> STATED TASK
Look below for the line with "Place a dot on every instance of the couple", and from there restate every line word for word until the entries end.

[Position identification records]
━━━━━━
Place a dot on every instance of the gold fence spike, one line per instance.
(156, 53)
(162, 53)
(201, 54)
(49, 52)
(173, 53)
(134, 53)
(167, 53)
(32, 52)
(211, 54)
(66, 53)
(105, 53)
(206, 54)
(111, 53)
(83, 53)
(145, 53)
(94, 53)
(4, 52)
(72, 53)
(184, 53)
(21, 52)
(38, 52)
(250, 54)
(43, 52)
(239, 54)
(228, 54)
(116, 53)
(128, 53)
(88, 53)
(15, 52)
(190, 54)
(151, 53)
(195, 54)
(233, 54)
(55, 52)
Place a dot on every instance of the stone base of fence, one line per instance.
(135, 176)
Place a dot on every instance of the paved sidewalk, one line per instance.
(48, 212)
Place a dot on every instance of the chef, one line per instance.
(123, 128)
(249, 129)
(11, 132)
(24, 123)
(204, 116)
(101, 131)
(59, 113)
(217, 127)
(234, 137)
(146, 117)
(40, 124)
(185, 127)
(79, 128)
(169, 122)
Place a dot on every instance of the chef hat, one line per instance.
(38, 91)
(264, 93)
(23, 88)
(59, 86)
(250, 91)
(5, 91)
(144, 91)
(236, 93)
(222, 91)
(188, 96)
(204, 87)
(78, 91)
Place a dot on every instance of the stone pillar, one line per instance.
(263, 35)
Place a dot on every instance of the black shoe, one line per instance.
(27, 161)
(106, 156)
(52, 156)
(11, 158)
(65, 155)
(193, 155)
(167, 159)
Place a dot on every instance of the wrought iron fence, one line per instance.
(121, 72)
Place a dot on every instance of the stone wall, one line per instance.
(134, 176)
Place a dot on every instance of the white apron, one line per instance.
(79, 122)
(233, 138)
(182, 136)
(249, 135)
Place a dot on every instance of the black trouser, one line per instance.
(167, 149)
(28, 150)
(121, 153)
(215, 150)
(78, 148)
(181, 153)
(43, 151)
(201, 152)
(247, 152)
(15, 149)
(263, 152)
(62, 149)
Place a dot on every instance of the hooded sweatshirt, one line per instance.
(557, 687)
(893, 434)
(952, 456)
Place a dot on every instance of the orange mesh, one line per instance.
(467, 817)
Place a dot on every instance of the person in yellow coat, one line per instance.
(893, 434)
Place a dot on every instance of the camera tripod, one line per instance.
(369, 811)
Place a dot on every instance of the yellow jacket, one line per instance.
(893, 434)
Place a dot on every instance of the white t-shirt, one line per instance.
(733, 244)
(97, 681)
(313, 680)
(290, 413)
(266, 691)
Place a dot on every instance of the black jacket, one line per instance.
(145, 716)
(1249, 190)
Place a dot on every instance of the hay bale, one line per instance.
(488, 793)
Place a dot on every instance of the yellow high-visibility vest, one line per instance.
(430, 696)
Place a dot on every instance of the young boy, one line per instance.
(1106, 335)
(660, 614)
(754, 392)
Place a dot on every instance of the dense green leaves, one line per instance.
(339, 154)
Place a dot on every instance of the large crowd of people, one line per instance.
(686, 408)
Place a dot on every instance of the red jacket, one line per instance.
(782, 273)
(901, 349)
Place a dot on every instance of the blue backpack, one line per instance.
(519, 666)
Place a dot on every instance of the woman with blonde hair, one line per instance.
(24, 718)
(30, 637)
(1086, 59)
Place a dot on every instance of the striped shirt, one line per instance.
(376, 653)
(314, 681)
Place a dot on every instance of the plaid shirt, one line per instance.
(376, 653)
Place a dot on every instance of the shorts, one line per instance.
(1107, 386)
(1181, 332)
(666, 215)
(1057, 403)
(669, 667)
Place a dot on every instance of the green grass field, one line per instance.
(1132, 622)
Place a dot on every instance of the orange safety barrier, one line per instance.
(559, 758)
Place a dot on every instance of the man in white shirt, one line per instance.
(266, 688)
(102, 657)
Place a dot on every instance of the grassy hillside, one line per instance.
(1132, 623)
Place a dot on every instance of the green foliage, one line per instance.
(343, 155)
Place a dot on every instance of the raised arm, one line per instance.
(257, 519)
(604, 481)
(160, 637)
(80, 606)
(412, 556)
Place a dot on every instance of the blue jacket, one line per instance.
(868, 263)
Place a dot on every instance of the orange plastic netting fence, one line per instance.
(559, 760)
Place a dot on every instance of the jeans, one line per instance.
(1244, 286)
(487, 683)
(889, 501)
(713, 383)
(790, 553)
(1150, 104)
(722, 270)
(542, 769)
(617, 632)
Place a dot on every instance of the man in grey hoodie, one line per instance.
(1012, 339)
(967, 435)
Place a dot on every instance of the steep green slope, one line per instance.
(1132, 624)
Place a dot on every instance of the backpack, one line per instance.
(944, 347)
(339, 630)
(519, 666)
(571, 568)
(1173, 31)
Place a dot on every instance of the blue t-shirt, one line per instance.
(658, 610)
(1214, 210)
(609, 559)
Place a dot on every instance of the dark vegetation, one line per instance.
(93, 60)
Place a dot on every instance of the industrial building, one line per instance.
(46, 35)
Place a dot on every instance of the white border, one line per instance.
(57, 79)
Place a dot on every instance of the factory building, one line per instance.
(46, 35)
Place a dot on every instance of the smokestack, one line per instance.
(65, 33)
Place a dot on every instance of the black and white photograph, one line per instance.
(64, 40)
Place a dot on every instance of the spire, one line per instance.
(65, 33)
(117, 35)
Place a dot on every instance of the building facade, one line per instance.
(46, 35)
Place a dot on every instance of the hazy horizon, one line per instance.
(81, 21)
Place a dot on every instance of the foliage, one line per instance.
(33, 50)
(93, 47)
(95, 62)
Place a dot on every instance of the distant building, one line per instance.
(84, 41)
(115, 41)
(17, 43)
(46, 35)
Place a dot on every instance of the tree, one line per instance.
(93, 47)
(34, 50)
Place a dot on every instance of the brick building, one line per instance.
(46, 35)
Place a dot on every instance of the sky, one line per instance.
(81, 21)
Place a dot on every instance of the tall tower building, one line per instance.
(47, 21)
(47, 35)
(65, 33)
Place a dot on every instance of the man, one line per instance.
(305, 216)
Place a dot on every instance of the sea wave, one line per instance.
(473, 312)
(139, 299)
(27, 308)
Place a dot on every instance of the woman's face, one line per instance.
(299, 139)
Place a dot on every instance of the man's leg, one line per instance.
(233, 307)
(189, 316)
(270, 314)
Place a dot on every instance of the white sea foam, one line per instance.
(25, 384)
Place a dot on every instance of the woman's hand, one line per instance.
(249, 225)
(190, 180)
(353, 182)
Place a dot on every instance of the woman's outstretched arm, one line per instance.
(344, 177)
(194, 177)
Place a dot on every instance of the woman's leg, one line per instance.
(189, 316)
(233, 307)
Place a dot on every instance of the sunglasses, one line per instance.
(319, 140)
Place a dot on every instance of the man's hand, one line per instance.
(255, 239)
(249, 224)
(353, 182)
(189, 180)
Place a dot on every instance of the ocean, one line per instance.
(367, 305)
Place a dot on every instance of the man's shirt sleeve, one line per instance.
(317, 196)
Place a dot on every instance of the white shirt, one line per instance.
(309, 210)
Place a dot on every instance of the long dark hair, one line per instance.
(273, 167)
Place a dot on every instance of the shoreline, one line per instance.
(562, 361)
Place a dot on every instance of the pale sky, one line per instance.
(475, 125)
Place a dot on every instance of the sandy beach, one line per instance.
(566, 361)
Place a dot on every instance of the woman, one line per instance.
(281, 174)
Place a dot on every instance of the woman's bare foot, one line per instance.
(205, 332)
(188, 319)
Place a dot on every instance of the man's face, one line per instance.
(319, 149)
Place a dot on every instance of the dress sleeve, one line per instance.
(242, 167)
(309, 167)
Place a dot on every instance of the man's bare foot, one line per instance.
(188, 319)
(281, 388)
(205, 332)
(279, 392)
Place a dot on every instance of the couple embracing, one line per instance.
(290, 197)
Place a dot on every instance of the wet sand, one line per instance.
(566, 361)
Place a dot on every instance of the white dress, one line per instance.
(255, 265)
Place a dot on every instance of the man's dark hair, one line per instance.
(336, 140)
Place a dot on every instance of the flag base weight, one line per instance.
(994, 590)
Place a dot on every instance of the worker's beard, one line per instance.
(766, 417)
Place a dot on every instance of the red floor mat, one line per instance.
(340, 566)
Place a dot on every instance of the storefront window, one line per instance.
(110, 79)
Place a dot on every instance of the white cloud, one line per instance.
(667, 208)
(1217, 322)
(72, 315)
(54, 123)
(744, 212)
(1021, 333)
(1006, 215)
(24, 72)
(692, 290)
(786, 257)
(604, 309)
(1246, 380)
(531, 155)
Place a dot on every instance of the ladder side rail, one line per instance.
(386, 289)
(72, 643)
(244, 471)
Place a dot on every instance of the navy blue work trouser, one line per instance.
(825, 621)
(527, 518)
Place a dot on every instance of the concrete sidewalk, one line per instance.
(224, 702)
━━━━━━
> EXPECTED ANSWER
Place a dot on every instance of the couple embracing, one line per instance.
(290, 197)
Place a dot on every instance of the wet sand, one line per instance.
(566, 361)
Place a dot on every instance of the white dress, one line per instance.
(255, 265)
Place a dot on every instance of the man's dark hair, one line per instance.
(336, 140)
Place a dot on every instance of the flag base weight, one line per instance.
(994, 590)
Place a dot on every instance of the worker's beard, one line per instance.
(766, 417)
Place a dot on every instance of the red floor mat, one line per instance.
(340, 566)
Place a dot on every instance of the storefront window, one line per instance.
(110, 79)
Place a dot on every instance of the white cloud, one line per instance.
(667, 208)
(1217, 322)
(72, 315)
(54, 123)
(744, 212)
(1021, 333)
(1006, 215)
(24, 72)
(692, 290)
(786, 257)
(604, 309)
(1246, 380)
(531, 155)
Place a dot on every instance of the ladder side rail, one line per instance.
(386, 289)
(72, 643)
(244, 471)
Place a dot on every instance of the navy blue work trouser, one line per instance.
(825, 621)
(527, 518)
Place a dot on every instance of the concrete sidewalk, one line per instance.
(224, 702)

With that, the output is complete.